» Problem 1:
Translate this sentence from the experiment description into Spanish: "Each of the paired subjects was seated at a separate computer terminal and both were asked not to communicate with each other."

» Page excerpt:
╭──

Our choice of games was dictated partly by the fact that they were both very simple to present visually, facilitating our eye-tracking analysis. In addition, the matching pennies game is a classic example of a competitive constant-sum game in the sense of (Schelling, 1960), one in which it is essential to conceal one’s actions from the counterpart. In contrast, in the coordination game it is essential to be as predictable as possible in order to coordinate on the mutually-beneficial outcome. Note that we require each pair of subjects to play only one of the two games, and do not alternate the roles in matching-pennies, so as to make it easier to learn the game, the strategic properties of which remain unchanged between rounds ((Grimm and Mengel, 2012) showed that taking turns to play strategically distinct games impedes convergence to the equilibrium over time).
The other feature of the Stage Two strategic task that we manipulate is the availability of information about the counterparts’ previous choices. Specifically, we consider two possibilities (experimental factor levels), with every pair of subjects playing according to one of the two throughout the entire Stage Two:
No Feedback. Every subject is told that she would only learn the counterpart’s choices (and her own and the other player’s payoffs) upon completion of the study.
Full Feedback. Each subject is told that, in every trial of the task, after she and the other player make their choices, they will each learn which number was selected by the counterpart, as well as the resulting payoffs that each of them receives (this information was displayed after the conclusion of each trial but before starting the next one and displaying the corresponding choice screen).
There were two between-group factors affecting Stage Two of the experiment: the type of strategic game and the presence of feedback, giving rise to a total of four experimental conditions: Coordination × No Feedback, Coordination × Full Feedback, Matching-Pennies × No Feedback and Matching-Pennies × Full Feedback. We assign twelve pairs of subjects to each of the four conditions, testing a total of 96 subjects of which 4 were later removed from data analysis due to poor calibration.
The experiments were computerized — our stimulus presentation software was programmed in C# using Microsoft Visual Studio Express 2015. Each of the paired subjects was seated at a separate computer terminal and both were asked not to communicate with each other. One of the computer terminals had attached underneath the screen a RED250mobile eye-tracking device, the other a RED-m device (both manufactured by SensoMotoric Instruments and set to 60Hz frequency). Immediately prior to the commencement of the study we conducted a standard five-point semi-automatic calibration and validation procedure. The average deviation was below 0.5∘ for 92 subjects, the other 4 subjects’ data was removed from the analysis.

╰──

» Problem 2:
Quote the lines of the records starting with the line that contains "In which part of the above photo does the residential" and going on through the line that contains "top-left (1089, 124), bottom-right", both included.

» Data excerpts:
╭──

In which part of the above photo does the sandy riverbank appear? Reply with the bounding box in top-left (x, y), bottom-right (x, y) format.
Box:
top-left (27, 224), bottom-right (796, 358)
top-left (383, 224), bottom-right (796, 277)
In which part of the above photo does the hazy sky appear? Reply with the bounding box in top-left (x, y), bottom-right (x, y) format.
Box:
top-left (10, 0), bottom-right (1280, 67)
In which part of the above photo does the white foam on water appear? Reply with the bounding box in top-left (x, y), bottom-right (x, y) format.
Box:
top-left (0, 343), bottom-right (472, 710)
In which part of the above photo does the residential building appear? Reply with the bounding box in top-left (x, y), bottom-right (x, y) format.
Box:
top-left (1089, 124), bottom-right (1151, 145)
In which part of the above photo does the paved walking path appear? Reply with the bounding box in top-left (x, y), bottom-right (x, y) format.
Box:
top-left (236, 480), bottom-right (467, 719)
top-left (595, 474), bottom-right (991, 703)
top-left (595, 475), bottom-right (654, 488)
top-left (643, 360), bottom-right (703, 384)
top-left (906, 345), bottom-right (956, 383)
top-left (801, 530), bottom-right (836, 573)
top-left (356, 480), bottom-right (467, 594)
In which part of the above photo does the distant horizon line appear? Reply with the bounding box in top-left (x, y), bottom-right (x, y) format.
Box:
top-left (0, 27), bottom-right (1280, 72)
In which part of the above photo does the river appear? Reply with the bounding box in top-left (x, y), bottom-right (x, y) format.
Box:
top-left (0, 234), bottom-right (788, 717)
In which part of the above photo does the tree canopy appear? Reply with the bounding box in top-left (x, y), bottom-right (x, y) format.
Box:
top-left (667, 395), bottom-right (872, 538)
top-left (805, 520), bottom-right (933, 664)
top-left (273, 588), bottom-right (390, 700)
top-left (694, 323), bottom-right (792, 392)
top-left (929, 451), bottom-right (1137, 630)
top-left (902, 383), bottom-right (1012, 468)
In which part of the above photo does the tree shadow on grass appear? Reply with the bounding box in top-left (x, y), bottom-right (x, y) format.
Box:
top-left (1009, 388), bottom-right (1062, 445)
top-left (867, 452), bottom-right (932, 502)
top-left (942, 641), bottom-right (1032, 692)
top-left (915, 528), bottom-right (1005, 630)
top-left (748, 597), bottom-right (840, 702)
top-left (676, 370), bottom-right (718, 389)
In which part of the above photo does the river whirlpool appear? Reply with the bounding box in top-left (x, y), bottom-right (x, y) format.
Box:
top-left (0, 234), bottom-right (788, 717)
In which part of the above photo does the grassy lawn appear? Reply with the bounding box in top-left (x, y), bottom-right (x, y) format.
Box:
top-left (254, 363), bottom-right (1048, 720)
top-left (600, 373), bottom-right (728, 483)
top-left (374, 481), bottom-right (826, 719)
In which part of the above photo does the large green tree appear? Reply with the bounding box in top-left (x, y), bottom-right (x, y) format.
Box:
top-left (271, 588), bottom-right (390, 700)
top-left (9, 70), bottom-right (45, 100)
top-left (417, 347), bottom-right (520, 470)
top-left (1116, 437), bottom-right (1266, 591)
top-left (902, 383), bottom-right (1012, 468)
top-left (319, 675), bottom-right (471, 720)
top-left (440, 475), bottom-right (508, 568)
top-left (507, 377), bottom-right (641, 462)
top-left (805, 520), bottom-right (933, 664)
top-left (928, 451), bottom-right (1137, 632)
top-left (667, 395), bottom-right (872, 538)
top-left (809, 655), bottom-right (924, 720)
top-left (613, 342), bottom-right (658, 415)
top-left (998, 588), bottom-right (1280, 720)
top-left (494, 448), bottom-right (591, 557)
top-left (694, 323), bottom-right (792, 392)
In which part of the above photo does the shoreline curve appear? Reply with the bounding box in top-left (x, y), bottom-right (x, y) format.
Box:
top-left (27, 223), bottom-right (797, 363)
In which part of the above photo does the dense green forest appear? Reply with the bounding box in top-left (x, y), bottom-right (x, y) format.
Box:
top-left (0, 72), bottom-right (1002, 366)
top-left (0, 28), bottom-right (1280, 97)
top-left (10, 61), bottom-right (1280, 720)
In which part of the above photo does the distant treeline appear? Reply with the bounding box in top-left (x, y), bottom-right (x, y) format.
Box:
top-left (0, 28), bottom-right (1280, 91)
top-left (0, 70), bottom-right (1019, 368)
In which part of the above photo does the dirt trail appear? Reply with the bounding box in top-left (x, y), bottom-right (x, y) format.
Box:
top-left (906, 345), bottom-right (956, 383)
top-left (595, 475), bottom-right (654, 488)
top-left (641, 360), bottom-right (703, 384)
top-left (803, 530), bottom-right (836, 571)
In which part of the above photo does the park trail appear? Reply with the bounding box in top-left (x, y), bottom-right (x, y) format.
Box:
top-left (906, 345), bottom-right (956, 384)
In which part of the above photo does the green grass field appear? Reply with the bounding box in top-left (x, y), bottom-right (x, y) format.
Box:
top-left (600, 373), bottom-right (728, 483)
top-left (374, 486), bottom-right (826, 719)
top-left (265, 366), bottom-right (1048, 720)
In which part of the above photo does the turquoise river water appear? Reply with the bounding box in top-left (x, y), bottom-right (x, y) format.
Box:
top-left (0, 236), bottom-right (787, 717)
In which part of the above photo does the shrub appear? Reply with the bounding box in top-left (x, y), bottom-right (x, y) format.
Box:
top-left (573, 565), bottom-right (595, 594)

╰──

» Answer 1:
Cada uno de los sujetos emparejados se sentó frente a una terminal de computadora distinta y a ambos se les pidió que no se comunicaran entre sí.

» Answer 2:
In which part of the above photo does the residential building appear? Reply with the bounding box in top-left (x, y), bottom-right (x, y) format.
Box:
top-left (1089, 124), bottom-right (1151, 145)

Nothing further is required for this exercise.